## Short exercise
Can you quote, verbatim, the part of the material below that opens with the line containing "locate the sunlit" and closes with the line containing "xmin=0 ymin=546 xmax=1344 ymax=893", including both of those lines?

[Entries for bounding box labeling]
========================================

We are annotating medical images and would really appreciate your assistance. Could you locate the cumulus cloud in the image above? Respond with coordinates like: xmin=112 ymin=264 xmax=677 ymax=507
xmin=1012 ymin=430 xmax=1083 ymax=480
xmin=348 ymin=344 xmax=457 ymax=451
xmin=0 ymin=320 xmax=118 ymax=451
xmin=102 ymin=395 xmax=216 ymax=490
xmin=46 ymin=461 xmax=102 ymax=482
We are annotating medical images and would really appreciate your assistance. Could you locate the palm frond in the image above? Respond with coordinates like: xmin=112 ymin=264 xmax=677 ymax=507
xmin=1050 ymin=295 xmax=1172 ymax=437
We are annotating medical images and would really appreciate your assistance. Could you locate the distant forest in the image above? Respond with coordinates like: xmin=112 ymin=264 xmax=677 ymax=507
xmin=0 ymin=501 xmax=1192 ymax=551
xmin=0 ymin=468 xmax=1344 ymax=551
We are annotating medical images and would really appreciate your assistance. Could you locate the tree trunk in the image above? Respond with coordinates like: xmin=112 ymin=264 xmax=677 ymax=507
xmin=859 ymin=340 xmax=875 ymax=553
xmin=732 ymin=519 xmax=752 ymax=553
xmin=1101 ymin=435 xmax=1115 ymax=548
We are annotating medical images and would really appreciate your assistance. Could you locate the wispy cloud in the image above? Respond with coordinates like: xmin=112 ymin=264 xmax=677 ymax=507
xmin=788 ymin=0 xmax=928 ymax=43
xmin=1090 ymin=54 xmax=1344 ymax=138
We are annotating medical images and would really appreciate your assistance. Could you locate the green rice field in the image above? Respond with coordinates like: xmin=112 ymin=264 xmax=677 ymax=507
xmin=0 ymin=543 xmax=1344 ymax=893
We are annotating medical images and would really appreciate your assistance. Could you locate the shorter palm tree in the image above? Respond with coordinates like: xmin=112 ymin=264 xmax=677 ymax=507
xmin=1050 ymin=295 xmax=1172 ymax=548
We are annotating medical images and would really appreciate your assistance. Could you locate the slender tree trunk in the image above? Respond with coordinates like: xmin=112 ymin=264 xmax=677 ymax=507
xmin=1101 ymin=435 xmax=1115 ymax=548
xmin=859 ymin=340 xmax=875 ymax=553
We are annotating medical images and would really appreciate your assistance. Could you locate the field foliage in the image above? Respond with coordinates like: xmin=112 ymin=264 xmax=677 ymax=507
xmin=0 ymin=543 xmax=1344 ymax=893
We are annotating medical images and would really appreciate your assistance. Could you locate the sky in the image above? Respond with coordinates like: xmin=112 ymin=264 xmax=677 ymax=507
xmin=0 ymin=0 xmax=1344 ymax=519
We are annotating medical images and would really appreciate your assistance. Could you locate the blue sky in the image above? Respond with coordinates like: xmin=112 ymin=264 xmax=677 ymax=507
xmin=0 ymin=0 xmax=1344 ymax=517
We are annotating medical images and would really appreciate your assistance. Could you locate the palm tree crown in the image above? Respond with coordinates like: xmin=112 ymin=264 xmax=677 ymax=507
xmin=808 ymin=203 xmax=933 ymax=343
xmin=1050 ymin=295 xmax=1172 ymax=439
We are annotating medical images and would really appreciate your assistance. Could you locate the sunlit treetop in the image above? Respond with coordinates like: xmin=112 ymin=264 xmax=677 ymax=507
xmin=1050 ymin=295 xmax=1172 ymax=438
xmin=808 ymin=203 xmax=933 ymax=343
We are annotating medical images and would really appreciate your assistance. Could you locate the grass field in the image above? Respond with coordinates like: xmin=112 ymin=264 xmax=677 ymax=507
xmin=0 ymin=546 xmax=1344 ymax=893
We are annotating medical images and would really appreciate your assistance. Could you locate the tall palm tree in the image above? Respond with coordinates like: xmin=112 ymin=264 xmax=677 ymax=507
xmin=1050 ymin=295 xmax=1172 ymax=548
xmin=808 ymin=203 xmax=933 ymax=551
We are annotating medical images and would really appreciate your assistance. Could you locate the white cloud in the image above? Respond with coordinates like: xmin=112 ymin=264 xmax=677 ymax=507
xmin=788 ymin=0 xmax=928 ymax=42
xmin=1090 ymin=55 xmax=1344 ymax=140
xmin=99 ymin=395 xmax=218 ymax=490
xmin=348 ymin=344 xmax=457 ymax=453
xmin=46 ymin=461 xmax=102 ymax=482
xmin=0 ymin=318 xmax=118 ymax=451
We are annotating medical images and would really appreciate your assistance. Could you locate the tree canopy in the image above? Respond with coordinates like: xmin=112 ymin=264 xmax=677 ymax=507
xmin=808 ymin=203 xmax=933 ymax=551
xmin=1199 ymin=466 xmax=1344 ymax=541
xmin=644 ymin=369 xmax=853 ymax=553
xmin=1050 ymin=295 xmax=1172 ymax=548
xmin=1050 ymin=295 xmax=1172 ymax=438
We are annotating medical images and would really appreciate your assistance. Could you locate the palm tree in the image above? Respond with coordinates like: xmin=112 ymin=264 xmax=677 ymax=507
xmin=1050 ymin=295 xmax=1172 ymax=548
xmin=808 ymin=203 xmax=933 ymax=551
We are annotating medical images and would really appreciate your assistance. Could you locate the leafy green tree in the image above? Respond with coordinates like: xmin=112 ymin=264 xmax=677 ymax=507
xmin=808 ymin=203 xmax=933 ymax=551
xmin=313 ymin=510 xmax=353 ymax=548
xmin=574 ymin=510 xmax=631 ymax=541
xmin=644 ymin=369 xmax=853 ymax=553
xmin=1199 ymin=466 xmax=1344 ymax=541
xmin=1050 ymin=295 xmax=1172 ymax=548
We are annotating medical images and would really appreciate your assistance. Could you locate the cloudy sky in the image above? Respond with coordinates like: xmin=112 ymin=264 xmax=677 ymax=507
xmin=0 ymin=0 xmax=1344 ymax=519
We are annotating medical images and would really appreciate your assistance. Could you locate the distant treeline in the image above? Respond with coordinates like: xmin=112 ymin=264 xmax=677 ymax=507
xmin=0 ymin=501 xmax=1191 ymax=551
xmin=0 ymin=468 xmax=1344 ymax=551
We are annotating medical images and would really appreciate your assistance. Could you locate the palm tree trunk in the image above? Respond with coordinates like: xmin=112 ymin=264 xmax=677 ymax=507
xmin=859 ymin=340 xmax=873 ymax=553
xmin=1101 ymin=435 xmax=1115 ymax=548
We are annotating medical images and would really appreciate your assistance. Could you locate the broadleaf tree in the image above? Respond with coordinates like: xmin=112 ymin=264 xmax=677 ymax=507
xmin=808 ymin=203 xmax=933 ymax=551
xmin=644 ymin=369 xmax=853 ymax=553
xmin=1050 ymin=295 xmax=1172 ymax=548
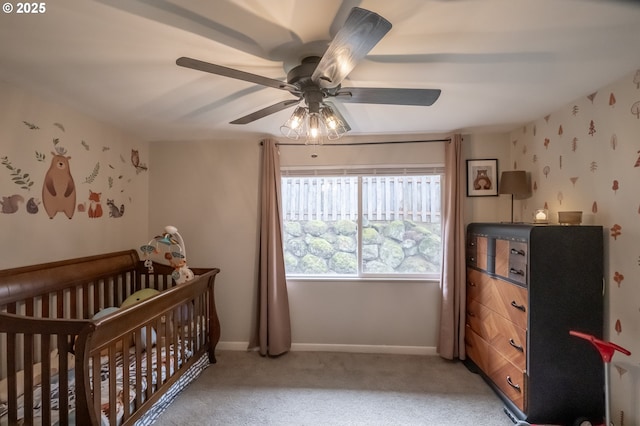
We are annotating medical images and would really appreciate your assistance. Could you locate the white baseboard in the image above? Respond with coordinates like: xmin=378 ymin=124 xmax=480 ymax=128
xmin=216 ymin=342 xmax=438 ymax=355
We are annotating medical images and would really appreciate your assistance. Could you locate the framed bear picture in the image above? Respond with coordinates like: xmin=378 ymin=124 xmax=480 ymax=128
xmin=467 ymin=158 xmax=498 ymax=197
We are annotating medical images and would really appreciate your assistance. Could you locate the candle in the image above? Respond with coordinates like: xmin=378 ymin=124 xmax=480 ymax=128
xmin=536 ymin=210 xmax=547 ymax=221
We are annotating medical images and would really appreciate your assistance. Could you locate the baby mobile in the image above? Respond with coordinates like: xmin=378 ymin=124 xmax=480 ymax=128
xmin=140 ymin=225 xmax=194 ymax=284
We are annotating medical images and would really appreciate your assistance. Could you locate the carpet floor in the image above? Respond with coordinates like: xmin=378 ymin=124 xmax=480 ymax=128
xmin=154 ymin=351 xmax=513 ymax=426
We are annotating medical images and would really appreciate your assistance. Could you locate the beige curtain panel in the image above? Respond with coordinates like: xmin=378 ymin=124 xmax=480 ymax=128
xmin=438 ymin=134 xmax=466 ymax=359
xmin=249 ymin=139 xmax=291 ymax=356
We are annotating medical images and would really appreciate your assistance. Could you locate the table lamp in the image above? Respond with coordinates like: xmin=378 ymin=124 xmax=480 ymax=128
xmin=498 ymin=170 xmax=531 ymax=223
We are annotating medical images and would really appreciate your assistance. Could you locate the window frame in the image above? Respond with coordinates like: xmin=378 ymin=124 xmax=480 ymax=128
xmin=280 ymin=164 xmax=445 ymax=282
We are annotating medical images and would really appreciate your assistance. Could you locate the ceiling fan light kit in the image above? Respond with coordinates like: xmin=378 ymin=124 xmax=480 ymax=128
xmin=176 ymin=7 xmax=440 ymax=144
xmin=280 ymin=102 xmax=351 ymax=144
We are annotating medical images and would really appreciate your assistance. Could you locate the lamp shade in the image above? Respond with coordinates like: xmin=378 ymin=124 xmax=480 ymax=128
xmin=498 ymin=170 xmax=531 ymax=196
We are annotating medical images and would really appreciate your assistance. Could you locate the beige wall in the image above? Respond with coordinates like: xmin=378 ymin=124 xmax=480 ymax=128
xmin=0 ymin=65 xmax=640 ymax=424
xmin=0 ymin=82 xmax=149 ymax=269
xmin=149 ymin=136 xmax=458 ymax=352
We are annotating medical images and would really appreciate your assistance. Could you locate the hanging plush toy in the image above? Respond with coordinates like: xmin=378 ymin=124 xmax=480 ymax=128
xmin=140 ymin=226 xmax=195 ymax=284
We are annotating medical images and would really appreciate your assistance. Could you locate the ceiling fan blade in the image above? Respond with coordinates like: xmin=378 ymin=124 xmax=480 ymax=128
xmin=176 ymin=56 xmax=299 ymax=93
xmin=311 ymin=7 xmax=391 ymax=88
xmin=231 ymin=99 xmax=300 ymax=124
xmin=335 ymin=87 xmax=440 ymax=106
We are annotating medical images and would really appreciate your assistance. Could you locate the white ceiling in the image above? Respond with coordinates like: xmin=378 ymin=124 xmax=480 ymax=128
xmin=0 ymin=0 xmax=640 ymax=141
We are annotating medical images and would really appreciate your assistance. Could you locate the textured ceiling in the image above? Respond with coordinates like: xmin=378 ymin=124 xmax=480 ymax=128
xmin=0 ymin=0 xmax=640 ymax=141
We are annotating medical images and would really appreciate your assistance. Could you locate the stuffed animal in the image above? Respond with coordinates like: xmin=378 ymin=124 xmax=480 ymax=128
xmin=171 ymin=260 xmax=195 ymax=284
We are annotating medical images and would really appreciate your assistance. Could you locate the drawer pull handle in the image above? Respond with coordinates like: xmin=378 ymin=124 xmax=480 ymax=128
xmin=509 ymin=339 xmax=524 ymax=352
xmin=511 ymin=249 xmax=525 ymax=256
xmin=507 ymin=376 xmax=522 ymax=392
xmin=511 ymin=300 xmax=527 ymax=312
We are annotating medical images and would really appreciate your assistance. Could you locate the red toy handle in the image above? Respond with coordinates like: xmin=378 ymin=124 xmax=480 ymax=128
xmin=569 ymin=330 xmax=631 ymax=363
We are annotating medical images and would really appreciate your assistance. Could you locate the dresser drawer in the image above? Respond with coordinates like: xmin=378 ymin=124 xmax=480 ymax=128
xmin=466 ymin=300 xmax=527 ymax=370
xmin=467 ymin=235 xmax=489 ymax=270
xmin=467 ymin=268 xmax=528 ymax=329
xmin=485 ymin=346 xmax=527 ymax=412
xmin=495 ymin=240 xmax=528 ymax=286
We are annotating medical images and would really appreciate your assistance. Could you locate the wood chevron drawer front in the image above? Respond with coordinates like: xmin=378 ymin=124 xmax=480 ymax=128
xmin=464 ymin=223 xmax=604 ymax=424
xmin=467 ymin=269 xmax=528 ymax=329
xmin=467 ymin=300 xmax=527 ymax=370
xmin=465 ymin=329 xmax=526 ymax=410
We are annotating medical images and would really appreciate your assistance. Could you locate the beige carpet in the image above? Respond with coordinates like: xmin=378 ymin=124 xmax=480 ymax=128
xmin=154 ymin=351 xmax=513 ymax=426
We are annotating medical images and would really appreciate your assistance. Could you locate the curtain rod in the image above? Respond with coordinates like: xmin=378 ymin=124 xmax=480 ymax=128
xmin=260 ymin=138 xmax=451 ymax=146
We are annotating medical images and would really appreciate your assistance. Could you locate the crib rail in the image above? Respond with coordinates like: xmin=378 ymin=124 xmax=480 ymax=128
xmin=0 ymin=250 xmax=220 ymax=425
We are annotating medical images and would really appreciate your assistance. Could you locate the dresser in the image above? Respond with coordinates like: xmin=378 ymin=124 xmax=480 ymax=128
xmin=465 ymin=223 xmax=604 ymax=424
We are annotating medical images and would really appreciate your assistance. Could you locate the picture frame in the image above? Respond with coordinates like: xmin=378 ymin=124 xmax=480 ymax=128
xmin=467 ymin=158 xmax=498 ymax=197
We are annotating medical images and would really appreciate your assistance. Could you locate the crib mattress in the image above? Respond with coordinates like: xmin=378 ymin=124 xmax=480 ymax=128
xmin=0 ymin=343 xmax=208 ymax=426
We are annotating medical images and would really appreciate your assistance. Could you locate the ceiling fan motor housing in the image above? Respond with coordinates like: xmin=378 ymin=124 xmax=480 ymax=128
xmin=287 ymin=56 xmax=326 ymax=113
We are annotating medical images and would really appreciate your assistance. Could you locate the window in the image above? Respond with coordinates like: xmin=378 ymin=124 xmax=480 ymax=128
xmin=281 ymin=169 xmax=442 ymax=279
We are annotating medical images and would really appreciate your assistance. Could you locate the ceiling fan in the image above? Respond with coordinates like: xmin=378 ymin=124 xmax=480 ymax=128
xmin=176 ymin=7 xmax=440 ymax=139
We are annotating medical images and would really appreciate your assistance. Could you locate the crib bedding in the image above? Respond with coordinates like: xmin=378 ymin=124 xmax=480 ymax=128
xmin=0 ymin=340 xmax=195 ymax=426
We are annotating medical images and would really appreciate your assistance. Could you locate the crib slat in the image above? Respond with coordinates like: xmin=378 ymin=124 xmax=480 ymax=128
xmin=7 ymin=332 xmax=18 ymax=425
xmin=58 ymin=334 xmax=69 ymax=425
xmin=136 ymin=328 xmax=145 ymax=407
xmin=23 ymin=332 xmax=33 ymax=425
xmin=91 ymin=351 xmax=102 ymax=417
xmin=122 ymin=336 xmax=132 ymax=422
xmin=108 ymin=343 xmax=117 ymax=425
xmin=56 ymin=290 xmax=64 ymax=318
xmin=40 ymin=336 xmax=51 ymax=425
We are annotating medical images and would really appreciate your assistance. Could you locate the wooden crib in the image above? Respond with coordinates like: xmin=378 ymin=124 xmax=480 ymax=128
xmin=0 ymin=250 xmax=220 ymax=425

========================================

## Correct response
We are annotating medical images and would really appreciate your assistance. Could you locate the sunlit treetop in the image above? Respond with coordinates like: xmin=112 ymin=264 xmax=677 ymax=507
xmin=1050 ymin=295 xmax=1172 ymax=438
xmin=808 ymin=203 xmax=933 ymax=343
We are annotating medical images and would really appreciate your assistance. Could you locate the grass field in the image above? Respond with coordinates like: xmin=112 ymin=264 xmax=677 ymax=507
xmin=0 ymin=546 xmax=1344 ymax=893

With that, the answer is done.